Set task:
Rewrite the records from the line containing "of the wooden" through the line containing "x=145, y=148", inclusive, changing "wooden dock" to "wooden pier" and leaving every other word as it is. Omit the picture from your version.

(Dataset records on where objects are located)

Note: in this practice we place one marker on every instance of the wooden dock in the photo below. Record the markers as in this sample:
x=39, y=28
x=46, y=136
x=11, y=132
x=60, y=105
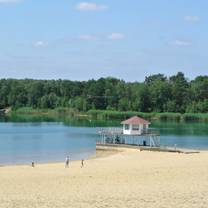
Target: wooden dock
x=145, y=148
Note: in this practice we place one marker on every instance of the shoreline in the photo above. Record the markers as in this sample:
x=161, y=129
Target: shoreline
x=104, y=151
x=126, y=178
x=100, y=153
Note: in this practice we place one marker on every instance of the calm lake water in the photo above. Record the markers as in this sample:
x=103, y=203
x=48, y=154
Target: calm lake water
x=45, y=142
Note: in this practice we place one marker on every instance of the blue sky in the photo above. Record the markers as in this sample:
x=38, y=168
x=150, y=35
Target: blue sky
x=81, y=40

---

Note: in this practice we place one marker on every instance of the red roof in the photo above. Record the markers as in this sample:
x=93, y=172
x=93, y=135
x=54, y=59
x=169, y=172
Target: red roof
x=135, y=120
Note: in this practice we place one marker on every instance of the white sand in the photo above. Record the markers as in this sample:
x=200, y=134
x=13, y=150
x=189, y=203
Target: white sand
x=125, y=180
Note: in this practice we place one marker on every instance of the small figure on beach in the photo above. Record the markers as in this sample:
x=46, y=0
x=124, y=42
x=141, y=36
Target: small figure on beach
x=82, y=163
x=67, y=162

---

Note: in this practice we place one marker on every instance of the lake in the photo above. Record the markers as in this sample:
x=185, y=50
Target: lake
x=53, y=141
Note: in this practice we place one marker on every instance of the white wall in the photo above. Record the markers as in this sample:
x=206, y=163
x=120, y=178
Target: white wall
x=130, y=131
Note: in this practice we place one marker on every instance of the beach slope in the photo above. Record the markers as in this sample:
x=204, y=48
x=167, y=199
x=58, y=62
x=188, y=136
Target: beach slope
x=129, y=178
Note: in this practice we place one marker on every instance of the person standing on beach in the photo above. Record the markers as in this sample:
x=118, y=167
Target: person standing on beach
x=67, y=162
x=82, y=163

Full output:
Note: in this practice we place one marker on every instance of the wooden pier in the photo below. Record the markers as in this sample:
x=39, y=28
x=46, y=136
x=11, y=132
x=60, y=105
Target: wooden pier
x=145, y=148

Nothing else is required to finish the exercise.